━━━━━ Records for the exercise ━━━━━
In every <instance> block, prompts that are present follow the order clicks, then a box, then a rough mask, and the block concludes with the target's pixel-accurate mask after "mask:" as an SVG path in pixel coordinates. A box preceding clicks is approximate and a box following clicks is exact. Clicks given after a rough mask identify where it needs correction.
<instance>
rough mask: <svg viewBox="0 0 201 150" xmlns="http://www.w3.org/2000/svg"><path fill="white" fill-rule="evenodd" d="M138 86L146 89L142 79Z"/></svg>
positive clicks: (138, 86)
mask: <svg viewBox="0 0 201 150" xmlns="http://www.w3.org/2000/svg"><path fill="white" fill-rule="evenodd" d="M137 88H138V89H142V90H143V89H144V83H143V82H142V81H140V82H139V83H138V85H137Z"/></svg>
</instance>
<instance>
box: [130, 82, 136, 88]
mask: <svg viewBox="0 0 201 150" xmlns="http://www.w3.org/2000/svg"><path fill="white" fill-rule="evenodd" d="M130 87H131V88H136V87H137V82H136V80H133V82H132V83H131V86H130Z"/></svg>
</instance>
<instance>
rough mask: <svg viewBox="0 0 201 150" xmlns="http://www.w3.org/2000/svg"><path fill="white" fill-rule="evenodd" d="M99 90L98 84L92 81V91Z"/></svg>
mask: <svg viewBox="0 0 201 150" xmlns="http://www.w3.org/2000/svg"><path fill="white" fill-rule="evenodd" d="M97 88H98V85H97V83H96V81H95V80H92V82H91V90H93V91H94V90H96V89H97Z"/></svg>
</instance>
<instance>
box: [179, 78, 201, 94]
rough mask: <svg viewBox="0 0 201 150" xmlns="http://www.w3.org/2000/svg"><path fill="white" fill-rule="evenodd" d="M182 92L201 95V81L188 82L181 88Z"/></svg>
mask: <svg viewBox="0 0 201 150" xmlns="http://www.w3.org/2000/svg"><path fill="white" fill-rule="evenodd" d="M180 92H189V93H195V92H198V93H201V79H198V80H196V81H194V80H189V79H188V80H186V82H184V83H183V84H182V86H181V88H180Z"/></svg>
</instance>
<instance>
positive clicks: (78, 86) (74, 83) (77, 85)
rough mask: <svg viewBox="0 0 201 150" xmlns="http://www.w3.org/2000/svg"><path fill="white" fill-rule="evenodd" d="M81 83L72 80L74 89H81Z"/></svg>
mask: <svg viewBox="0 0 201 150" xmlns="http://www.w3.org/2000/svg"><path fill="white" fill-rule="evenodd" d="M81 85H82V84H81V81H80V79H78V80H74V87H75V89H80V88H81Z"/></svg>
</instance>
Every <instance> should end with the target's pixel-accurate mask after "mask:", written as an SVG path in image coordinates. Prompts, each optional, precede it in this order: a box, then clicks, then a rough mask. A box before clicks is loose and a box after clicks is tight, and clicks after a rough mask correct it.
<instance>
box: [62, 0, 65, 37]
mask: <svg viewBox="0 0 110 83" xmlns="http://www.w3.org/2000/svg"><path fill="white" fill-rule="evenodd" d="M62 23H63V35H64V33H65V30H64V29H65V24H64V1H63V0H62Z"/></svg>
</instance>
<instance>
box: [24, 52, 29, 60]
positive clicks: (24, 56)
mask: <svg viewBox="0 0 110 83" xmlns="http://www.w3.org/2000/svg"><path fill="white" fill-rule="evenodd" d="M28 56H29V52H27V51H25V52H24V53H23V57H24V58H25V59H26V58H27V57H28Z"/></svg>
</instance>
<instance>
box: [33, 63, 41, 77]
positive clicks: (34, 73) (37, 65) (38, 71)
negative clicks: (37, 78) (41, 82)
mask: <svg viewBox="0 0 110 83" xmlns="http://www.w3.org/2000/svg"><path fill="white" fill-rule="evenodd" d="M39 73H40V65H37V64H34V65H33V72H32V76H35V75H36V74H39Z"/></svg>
━━━━━
# Problem statement
The lines above from the one with "positive clicks: (78, 86) (74, 83) (77, 85)" through the one with "positive clicks: (34, 73) (37, 65) (38, 71)" are to be duplicated exactly, ends included, with nothing added.

# Solution for this exercise
positive clicks: (78, 86) (74, 83) (77, 85)
rough mask: <svg viewBox="0 0 201 150" xmlns="http://www.w3.org/2000/svg"><path fill="white" fill-rule="evenodd" d="M81 83L72 80L74 89H81Z"/></svg>
mask: <svg viewBox="0 0 201 150" xmlns="http://www.w3.org/2000/svg"><path fill="white" fill-rule="evenodd" d="M81 85H82V84H81V81H80V79H78V80H74V87H75V89H80V88H81Z"/></svg>
</instance>
Every <instance> should end with the target's pixel-accurate mask after "mask:", written as an SVG path in image coordinates. Prompts, each optional, precede it in this order: a box, then clicks, then a rough mask. A box before clicks is loose and a box after clicks is tight, and clicks after a rough mask correct it.
<instance>
box: [62, 0, 65, 37]
mask: <svg viewBox="0 0 110 83" xmlns="http://www.w3.org/2000/svg"><path fill="white" fill-rule="evenodd" d="M62 23H63V35H64V33H65V30H64V29H65V24H64V1H63V0H62Z"/></svg>
</instance>
<instance>
box: [24, 52, 29, 60]
positive clicks: (24, 56)
mask: <svg viewBox="0 0 110 83" xmlns="http://www.w3.org/2000/svg"><path fill="white" fill-rule="evenodd" d="M28 56H29V52H27V51H25V52H24V53H23V57H24V58H25V59H26V58H27V57H28Z"/></svg>
</instance>
<instance>
box: [33, 63, 41, 77]
positive clicks: (34, 73) (37, 65) (38, 71)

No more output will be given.